# STATED PROBLEM
Copy the records word for word, starting at their beginning and ending with the line that contains "1425,481,1453,512", including that line.

(Rows from a dataset of box labels)

◆ ◆ ◆ ◆ ◆

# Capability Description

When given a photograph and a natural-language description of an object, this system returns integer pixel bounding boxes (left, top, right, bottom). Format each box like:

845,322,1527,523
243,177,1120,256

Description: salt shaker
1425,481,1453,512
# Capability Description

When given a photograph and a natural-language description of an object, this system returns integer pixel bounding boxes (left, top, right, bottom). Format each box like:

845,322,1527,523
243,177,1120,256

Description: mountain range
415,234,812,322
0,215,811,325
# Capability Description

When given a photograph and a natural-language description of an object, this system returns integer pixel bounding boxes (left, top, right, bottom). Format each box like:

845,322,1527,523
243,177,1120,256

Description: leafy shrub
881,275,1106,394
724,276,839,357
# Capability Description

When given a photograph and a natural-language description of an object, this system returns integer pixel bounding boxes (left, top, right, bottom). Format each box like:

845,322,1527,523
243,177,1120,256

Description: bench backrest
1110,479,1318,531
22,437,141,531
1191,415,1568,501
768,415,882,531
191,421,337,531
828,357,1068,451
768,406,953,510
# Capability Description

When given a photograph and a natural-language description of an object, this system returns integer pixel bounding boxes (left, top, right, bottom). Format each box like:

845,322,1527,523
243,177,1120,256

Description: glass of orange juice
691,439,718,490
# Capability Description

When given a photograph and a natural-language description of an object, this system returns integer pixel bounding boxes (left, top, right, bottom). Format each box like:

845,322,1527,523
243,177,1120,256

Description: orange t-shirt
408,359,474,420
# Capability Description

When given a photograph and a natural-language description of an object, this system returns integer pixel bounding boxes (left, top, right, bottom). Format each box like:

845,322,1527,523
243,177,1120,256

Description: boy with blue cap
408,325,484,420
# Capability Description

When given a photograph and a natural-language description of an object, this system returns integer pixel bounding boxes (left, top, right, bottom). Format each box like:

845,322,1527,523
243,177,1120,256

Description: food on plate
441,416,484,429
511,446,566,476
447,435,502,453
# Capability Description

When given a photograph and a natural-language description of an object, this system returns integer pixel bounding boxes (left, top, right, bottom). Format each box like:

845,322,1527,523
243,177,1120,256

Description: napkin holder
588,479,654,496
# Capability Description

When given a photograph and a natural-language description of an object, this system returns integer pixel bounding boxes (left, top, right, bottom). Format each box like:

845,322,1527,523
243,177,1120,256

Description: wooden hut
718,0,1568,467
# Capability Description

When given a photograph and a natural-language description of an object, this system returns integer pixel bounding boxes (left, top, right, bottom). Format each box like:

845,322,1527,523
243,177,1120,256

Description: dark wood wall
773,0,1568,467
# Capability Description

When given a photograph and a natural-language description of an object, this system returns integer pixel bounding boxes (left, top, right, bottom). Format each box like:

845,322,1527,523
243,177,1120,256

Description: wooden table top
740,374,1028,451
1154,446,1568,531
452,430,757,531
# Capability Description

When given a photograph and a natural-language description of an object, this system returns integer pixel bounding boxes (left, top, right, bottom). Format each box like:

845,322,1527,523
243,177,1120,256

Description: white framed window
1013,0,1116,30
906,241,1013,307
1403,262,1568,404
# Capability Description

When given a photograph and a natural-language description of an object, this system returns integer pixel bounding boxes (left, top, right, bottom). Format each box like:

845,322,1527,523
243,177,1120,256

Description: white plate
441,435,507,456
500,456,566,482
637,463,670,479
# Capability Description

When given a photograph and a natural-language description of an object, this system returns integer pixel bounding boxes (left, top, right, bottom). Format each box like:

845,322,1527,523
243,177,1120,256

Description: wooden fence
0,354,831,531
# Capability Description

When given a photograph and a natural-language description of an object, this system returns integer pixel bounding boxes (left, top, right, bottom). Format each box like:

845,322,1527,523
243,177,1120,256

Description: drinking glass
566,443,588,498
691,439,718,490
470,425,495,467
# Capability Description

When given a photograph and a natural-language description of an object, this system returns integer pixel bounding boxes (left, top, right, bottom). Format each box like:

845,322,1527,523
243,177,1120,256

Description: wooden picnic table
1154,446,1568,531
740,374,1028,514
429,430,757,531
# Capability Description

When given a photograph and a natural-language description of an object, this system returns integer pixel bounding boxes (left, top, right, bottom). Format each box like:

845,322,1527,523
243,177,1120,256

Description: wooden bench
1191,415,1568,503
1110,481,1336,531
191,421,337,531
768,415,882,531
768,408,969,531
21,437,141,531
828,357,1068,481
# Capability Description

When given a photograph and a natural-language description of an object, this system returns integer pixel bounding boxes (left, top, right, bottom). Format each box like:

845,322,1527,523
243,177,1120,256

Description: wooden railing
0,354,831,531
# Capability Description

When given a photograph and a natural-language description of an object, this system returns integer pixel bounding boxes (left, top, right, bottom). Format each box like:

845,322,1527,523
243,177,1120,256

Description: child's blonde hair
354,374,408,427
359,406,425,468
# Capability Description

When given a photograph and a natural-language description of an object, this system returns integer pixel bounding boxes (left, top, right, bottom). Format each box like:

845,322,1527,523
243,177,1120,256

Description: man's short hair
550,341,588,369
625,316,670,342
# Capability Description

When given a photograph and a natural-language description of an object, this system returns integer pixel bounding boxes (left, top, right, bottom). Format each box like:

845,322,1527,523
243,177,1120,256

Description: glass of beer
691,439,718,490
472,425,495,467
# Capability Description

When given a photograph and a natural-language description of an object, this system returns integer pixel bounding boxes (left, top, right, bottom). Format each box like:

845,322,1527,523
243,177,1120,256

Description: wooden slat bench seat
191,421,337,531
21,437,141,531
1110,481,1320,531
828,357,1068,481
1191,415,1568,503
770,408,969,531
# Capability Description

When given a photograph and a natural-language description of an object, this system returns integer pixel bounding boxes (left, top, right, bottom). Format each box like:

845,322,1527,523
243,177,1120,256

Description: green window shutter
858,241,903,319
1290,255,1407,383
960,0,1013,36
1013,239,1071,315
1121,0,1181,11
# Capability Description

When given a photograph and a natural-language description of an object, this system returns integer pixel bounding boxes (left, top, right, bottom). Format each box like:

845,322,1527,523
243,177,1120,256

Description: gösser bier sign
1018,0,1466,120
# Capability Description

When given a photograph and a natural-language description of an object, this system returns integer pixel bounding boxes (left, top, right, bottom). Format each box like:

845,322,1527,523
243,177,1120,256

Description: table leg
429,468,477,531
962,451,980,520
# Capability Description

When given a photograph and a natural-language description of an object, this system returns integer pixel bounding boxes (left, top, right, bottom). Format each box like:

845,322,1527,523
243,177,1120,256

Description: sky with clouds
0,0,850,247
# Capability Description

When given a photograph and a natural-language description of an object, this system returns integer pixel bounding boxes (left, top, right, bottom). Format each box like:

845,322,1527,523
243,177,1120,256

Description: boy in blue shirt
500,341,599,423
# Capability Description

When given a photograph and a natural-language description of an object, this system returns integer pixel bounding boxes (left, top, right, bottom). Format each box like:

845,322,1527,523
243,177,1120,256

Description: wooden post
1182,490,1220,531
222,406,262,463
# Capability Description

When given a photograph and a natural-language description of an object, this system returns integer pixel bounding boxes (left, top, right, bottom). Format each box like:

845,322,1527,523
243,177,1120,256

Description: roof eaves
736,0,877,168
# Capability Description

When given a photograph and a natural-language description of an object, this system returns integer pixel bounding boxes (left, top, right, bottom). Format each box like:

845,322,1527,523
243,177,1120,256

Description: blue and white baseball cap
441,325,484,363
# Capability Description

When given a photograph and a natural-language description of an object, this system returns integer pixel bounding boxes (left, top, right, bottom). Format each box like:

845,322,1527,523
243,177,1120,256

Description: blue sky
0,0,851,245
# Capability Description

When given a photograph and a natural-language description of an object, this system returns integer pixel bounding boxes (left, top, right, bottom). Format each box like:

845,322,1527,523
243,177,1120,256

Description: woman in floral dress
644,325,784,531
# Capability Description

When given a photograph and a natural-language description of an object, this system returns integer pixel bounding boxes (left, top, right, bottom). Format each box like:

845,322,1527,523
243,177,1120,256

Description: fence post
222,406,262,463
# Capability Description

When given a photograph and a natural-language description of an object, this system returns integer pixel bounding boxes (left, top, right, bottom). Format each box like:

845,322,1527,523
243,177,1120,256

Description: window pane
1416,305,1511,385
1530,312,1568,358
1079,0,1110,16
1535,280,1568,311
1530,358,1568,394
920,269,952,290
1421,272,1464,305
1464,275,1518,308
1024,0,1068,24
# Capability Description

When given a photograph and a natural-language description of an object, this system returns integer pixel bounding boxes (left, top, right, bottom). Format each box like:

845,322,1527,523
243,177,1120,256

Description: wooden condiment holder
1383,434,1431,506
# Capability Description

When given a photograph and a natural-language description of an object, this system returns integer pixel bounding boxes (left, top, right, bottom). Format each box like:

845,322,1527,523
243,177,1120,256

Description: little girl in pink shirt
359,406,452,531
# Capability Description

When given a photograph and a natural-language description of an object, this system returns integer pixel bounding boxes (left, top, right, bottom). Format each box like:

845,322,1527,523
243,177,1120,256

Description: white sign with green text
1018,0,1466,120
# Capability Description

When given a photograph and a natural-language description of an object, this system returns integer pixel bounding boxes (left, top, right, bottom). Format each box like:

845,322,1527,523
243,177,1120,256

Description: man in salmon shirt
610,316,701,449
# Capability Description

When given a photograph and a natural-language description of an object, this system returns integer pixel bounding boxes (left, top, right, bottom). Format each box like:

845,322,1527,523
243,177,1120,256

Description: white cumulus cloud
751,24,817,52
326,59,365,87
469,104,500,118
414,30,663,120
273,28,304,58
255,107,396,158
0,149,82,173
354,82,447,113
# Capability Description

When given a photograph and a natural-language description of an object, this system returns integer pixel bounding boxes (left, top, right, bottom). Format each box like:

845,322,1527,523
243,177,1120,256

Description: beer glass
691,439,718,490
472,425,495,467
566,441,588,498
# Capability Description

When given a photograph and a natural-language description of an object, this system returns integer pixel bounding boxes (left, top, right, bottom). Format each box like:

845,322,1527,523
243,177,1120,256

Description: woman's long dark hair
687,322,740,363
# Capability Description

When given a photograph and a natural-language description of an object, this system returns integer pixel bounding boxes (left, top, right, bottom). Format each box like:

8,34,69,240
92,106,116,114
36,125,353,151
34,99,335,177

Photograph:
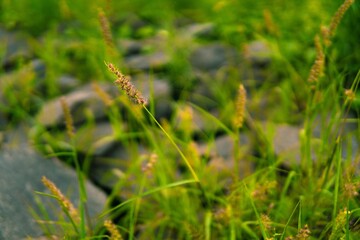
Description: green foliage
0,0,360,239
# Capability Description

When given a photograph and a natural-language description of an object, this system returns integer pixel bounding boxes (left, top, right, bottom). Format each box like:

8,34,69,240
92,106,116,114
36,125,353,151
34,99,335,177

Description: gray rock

◆ ◆ ◆ ◆ ◆

# FINISHED TASK
# Capability Description

When given a photograph and a natural-language description of an object, this system returns integer pixel bounding boxes (left, top, right, bottom). Format each box like:

845,322,1527,523
243,177,1120,256

Description: salt shaker
1425,481,1453,512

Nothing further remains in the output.